Task requirements: Upon reaching the line containing "the fish pectoral", output that line and all remaining lines exactly, through the end of the entries, and output nothing before it.

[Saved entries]
= = = = = = =
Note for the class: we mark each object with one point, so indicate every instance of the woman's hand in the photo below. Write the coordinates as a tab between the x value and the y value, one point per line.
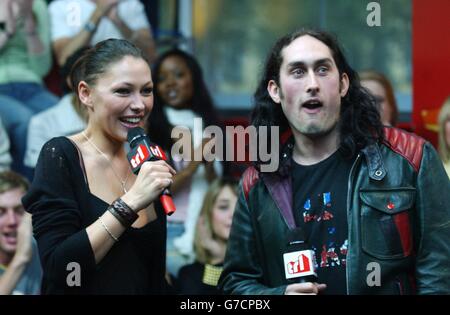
151	181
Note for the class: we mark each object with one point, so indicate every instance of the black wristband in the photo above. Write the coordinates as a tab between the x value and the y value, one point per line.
123	212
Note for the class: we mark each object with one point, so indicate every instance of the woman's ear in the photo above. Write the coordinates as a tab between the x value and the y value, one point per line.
85	94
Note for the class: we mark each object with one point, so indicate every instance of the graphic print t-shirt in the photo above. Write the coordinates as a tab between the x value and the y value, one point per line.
320	203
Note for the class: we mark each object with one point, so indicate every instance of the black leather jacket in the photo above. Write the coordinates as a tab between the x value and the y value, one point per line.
409	239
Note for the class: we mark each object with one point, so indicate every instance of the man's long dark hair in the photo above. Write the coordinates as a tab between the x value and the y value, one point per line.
159	129
360	123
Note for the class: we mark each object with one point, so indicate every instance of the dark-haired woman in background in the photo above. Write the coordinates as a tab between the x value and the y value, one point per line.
181	96
100	229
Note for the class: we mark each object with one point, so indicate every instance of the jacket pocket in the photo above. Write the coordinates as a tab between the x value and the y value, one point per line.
385	222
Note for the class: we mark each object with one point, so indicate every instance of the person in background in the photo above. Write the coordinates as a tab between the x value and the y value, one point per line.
90	211
5	157
20	269
444	134
381	88
67	117
210	243
76	24
181	96
25	58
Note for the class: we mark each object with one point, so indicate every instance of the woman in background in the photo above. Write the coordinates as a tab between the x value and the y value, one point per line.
211	236
181	96
444	134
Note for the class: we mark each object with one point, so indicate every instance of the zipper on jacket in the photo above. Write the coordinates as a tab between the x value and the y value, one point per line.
349	193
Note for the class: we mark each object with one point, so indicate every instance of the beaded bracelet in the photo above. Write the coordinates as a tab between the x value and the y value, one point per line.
107	230
122	212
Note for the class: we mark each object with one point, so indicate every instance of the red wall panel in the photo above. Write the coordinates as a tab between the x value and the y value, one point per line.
431	63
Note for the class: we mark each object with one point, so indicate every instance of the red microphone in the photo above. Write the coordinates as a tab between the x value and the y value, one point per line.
142	150
299	259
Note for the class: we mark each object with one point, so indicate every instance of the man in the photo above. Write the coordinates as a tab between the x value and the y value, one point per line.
76	24
20	270
373	203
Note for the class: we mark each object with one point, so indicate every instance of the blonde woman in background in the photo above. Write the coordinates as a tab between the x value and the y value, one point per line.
444	135
210	242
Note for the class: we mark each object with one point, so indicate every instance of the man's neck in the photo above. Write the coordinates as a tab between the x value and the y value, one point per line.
5	259
312	150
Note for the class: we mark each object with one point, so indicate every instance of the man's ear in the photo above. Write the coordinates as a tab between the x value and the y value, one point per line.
85	94
274	91
345	83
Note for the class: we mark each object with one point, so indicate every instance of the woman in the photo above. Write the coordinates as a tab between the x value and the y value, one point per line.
444	135
213	230
380	87
96	227
181	96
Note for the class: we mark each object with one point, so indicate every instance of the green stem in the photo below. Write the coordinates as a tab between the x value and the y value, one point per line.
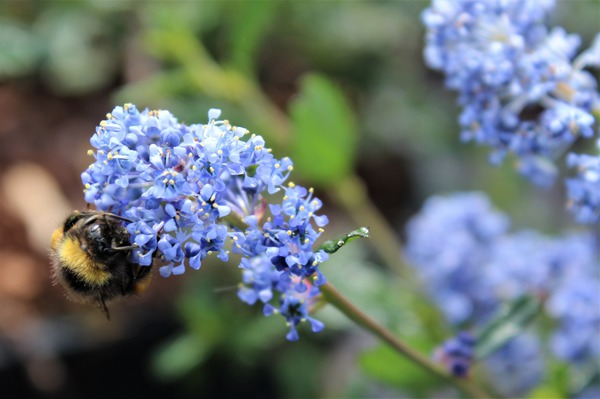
335	298
351	194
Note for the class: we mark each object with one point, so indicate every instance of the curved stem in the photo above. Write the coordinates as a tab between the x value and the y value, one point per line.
335	298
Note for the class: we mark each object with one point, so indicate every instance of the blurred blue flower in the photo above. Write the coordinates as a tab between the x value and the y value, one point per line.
470	264
522	90
448	242
189	189
584	190
456	354
517	367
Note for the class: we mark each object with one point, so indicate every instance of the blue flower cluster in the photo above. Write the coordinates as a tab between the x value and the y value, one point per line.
470	263
456	354
584	189
517	367
522	89
191	191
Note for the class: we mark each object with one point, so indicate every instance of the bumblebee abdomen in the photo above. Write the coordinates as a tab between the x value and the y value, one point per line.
79	263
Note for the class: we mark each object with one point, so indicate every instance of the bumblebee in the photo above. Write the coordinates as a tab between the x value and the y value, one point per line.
91	259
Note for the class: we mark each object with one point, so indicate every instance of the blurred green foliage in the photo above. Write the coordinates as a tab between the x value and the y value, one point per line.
335	85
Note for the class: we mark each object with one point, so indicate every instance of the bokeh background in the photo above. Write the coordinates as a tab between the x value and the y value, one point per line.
383	126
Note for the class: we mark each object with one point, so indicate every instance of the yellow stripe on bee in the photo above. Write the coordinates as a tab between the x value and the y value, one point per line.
74	258
141	285
56	239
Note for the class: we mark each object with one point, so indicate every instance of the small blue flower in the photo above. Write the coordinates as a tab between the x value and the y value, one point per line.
517	367
584	189
448	242
522	89
456	354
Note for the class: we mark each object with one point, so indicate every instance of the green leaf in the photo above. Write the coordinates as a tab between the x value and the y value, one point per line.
20	50
330	246
511	320
178	357
325	131
249	21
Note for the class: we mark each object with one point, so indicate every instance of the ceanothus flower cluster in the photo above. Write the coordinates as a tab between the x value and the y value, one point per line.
456	354
522	89
194	190
470	264
584	189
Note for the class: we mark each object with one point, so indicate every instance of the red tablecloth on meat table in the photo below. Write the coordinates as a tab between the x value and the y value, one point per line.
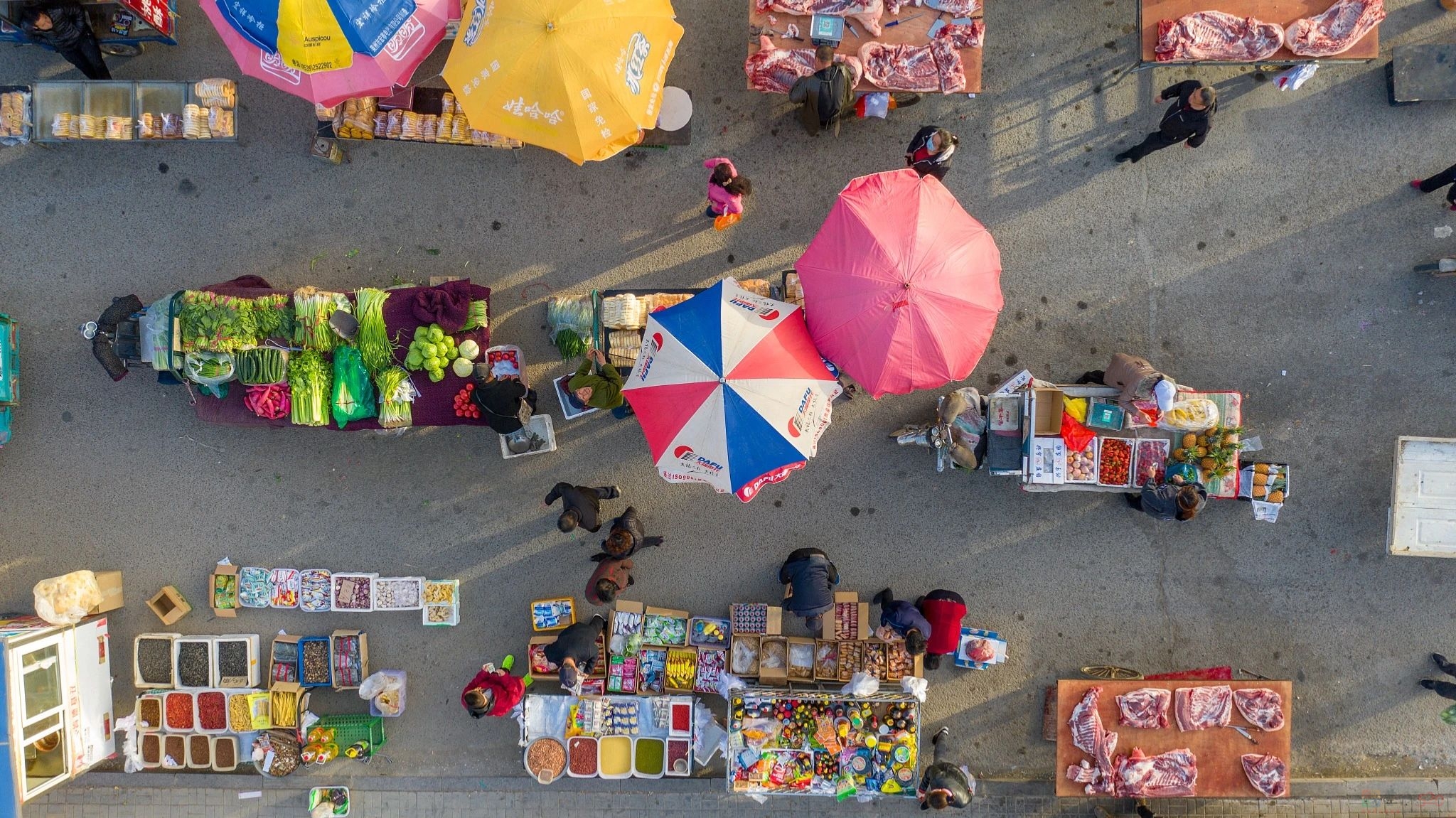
436	402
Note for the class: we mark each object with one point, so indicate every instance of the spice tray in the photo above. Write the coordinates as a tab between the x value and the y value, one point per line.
164	658
400	593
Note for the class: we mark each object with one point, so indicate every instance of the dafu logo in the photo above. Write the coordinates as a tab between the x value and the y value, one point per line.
638	47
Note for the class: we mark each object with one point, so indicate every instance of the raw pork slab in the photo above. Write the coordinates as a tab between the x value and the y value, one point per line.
1261	706
1201	708
935	68
1216	36
1337	29
1167	775
865	12
1267	773
1143	708
775	70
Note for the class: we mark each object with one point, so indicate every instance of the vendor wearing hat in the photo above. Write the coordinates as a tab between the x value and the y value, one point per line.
494	691
575	650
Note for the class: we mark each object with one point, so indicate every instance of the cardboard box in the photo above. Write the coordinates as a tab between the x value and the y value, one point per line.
109	584
668	613
228	574
1049	462
169	604
798	672
862	619
1046	411
343	683
290	650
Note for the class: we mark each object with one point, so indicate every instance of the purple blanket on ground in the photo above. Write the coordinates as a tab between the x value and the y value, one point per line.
436	402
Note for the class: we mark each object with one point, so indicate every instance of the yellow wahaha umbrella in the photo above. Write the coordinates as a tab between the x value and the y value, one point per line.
575	76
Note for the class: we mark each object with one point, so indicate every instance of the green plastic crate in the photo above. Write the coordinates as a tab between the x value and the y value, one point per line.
354	728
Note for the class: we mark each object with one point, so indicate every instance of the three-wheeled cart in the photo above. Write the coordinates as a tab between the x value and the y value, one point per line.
123	26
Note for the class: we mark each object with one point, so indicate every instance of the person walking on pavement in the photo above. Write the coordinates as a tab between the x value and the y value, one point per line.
931	150
611	577
575	651
1438	183
582	505
946	783
944	610
725	188
494	691
63	25
906	620
625	537
811	578
1187	119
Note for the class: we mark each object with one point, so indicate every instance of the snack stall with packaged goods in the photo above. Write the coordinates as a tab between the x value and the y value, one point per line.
823	743
931	48
119	111
264	355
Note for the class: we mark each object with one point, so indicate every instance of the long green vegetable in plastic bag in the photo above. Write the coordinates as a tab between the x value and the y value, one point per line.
309	380
373	340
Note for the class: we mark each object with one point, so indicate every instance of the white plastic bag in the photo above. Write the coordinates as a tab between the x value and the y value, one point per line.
65	600
915	686
861	684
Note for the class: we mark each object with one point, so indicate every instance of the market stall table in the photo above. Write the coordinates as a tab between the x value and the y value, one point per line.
1216	750
1278	12
915	28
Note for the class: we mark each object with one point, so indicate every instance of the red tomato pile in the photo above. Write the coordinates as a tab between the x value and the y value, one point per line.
1115	463
466	408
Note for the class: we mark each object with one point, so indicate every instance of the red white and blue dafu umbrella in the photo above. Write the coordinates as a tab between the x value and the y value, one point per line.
730	390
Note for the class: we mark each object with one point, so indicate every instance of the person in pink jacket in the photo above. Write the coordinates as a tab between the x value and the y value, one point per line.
725	188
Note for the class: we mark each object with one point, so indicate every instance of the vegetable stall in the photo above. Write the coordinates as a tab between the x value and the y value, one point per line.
365	360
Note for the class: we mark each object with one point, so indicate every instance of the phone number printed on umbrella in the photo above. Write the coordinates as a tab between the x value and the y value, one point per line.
519	108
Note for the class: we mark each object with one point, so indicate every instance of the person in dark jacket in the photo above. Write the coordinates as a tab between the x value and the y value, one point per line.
63	25
906	620
575	650
1175	500
500	401
1187	119
625	537
494	691
826	95
931	150
611	577
811	578
582	505
944	783
944	610
1438	183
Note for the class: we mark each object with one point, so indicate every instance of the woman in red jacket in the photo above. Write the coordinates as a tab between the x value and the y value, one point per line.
944	610
494	691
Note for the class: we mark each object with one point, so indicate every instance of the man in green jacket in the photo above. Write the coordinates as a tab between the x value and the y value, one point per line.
601	387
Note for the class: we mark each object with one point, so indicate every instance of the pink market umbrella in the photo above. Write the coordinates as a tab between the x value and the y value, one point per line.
369	76
901	287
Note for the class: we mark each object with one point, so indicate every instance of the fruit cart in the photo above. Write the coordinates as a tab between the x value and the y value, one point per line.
9	375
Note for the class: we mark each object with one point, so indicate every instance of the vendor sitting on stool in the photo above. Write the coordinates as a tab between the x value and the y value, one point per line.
1139	382
1175	500
600	389
494	691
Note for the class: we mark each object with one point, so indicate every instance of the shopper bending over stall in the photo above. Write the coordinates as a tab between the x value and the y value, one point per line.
575	651
582	505
906	620
494	691
944	610
811	578
946	783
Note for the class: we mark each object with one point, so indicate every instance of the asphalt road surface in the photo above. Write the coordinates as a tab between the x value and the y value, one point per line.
1276	259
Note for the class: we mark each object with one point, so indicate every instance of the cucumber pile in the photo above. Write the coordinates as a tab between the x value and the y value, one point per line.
261	366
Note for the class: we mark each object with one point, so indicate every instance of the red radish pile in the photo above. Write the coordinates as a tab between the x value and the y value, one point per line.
465	408
271	402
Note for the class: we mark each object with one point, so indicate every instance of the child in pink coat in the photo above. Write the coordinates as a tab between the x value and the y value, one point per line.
725	188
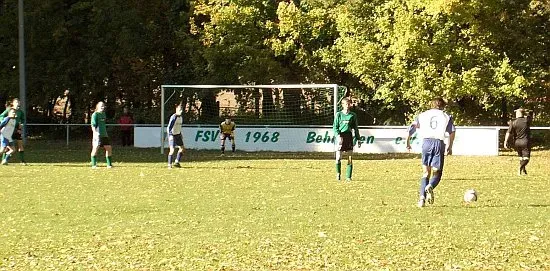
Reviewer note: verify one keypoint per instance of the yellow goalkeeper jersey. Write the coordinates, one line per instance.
(227, 128)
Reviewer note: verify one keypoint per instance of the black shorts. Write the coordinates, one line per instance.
(346, 142)
(16, 135)
(523, 147)
(175, 140)
(224, 136)
(101, 141)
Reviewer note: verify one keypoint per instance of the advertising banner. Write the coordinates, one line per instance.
(468, 140)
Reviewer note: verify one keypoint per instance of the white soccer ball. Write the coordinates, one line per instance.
(470, 196)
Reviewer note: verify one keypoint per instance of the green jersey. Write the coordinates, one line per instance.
(346, 122)
(19, 116)
(98, 121)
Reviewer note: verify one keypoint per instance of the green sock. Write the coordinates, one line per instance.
(349, 169)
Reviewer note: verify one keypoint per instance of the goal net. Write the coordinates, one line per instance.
(263, 105)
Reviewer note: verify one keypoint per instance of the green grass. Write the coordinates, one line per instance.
(269, 211)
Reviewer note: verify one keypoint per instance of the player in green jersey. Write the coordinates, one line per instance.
(345, 122)
(99, 135)
(19, 121)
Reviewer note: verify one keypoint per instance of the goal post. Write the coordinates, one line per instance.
(319, 100)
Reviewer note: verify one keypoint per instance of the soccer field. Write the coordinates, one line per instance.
(269, 211)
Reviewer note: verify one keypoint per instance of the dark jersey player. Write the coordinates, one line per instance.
(345, 122)
(100, 138)
(175, 137)
(520, 132)
(227, 131)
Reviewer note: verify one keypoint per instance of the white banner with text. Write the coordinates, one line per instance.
(468, 140)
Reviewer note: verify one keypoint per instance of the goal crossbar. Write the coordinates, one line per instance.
(334, 87)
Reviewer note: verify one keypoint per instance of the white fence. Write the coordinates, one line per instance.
(376, 139)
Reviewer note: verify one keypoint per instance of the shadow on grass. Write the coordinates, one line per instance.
(38, 151)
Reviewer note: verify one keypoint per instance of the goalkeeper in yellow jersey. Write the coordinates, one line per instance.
(227, 130)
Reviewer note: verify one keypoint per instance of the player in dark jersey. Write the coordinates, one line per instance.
(17, 134)
(345, 122)
(175, 137)
(519, 132)
(227, 131)
(100, 138)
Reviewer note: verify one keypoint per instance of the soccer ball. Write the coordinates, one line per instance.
(470, 196)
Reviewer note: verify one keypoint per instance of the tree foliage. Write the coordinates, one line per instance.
(484, 56)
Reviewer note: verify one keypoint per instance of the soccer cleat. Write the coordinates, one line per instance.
(429, 194)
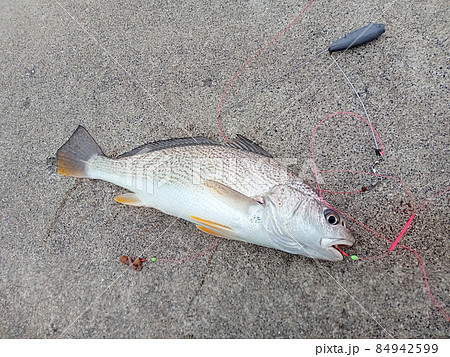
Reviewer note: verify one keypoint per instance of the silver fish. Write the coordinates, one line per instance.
(235, 191)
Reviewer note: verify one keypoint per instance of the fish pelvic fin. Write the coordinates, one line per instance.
(209, 231)
(216, 229)
(73, 157)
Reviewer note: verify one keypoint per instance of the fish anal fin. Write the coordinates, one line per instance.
(129, 199)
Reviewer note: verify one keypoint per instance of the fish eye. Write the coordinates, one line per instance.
(331, 216)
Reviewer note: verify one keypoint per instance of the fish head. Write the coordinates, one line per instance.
(298, 222)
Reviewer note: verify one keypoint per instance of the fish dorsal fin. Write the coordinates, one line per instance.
(167, 144)
(230, 196)
(247, 145)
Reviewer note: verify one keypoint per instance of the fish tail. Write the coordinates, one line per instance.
(74, 155)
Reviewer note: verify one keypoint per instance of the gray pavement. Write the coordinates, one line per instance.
(137, 71)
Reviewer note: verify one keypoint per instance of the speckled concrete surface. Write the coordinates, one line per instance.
(133, 72)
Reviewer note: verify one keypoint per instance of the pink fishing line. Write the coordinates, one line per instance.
(368, 228)
(250, 60)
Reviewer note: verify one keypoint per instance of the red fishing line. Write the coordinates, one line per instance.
(368, 228)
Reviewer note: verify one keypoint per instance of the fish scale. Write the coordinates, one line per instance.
(235, 191)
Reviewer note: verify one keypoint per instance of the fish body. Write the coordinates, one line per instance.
(234, 191)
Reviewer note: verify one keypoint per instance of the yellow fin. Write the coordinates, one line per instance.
(129, 199)
(215, 229)
(210, 231)
(210, 223)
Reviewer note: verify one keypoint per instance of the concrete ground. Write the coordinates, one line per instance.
(137, 71)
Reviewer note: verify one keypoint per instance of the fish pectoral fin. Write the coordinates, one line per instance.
(230, 196)
(129, 199)
(214, 228)
(209, 231)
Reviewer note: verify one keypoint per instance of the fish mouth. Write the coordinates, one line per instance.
(333, 245)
= = = = = = =
Output for this exercise:
Reviewer note: verify one keypoint per instance of the fish pectoral fin. Write the coordinates, one line per instance.
(230, 196)
(129, 199)
(214, 228)
(209, 231)
Reviewer note: verify one keypoint per instance of the fish mouth. Write the coordinates, one line per instance.
(333, 245)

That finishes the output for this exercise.